Recorded data:
★ ★ ★ ★ ★ ★ ★
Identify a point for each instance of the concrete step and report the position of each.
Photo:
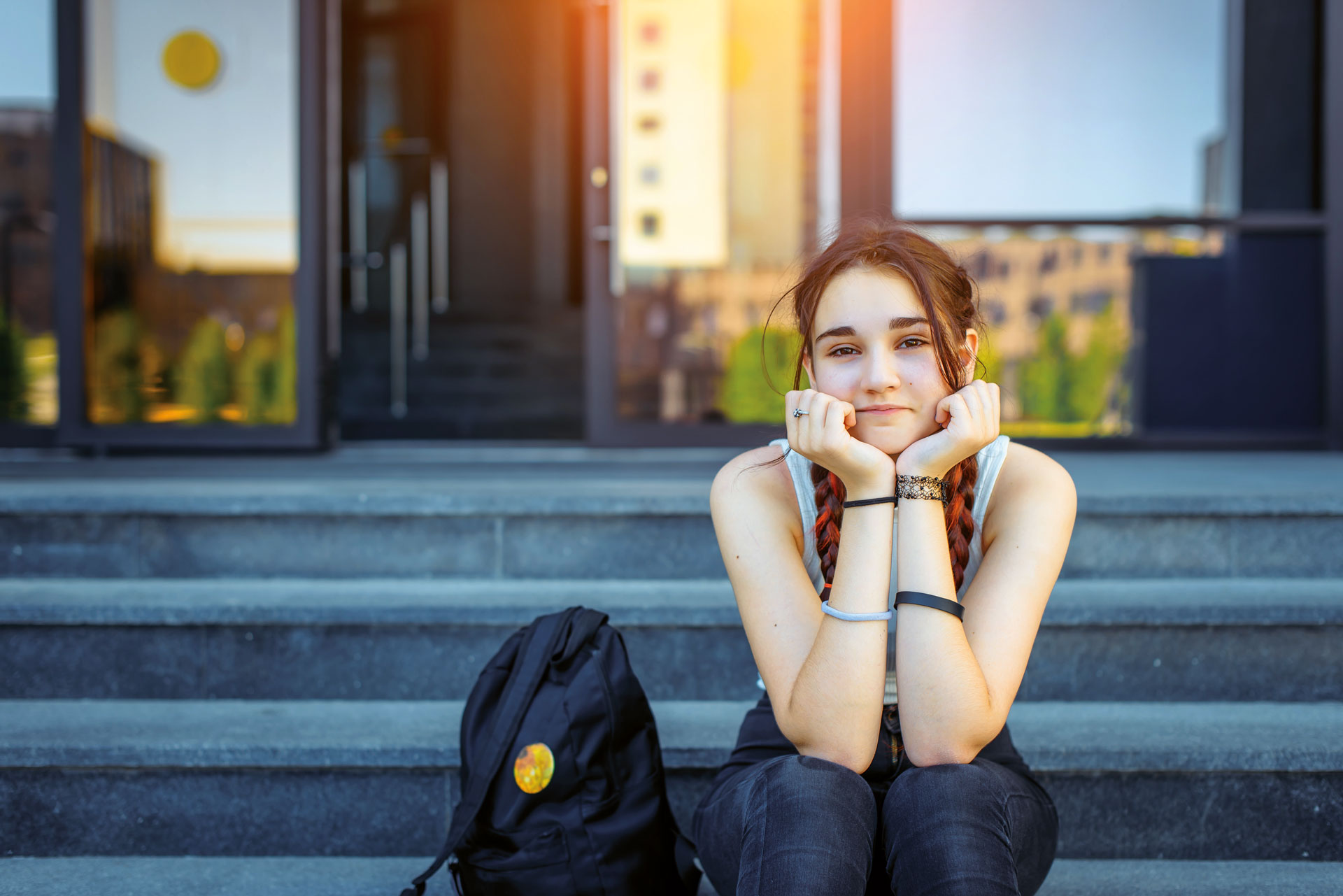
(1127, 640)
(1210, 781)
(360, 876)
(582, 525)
★ ★ ★ ★ ★ ★ ★
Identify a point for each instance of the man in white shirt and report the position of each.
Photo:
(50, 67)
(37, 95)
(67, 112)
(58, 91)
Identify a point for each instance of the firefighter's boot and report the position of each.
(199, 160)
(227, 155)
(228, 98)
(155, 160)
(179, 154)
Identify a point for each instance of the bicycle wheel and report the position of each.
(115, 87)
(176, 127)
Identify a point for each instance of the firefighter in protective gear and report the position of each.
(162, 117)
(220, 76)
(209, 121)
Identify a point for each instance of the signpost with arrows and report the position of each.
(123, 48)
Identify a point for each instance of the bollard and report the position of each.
★ ★ ★ ★ ★ ★ ★
**Your objective**
Every line above from the line with "Identify a point for each instance of the firefighter's" to the line with "Identify a point for each instance of the bollard", both included, must be reproduced exactly, and no other line may appear.

**Task solution**
Identify a point for each instance of the firefighter's boot and report the position of each.
(199, 160)
(227, 155)
(228, 98)
(155, 160)
(179, 154)
Identify a point for each instance of the bicycle wheel and report the position of each.
(115, 87)
(176, 127)
Identify a point for each instance of the firefighter in protective gear and report the position of each.
(162, 117)
(220, 76)
(209, 121)
Identify a point for each instance of the signpost with arrows and report the position of each.
(123, 48)
Identify a point for each instance of the bollard and report the position of each.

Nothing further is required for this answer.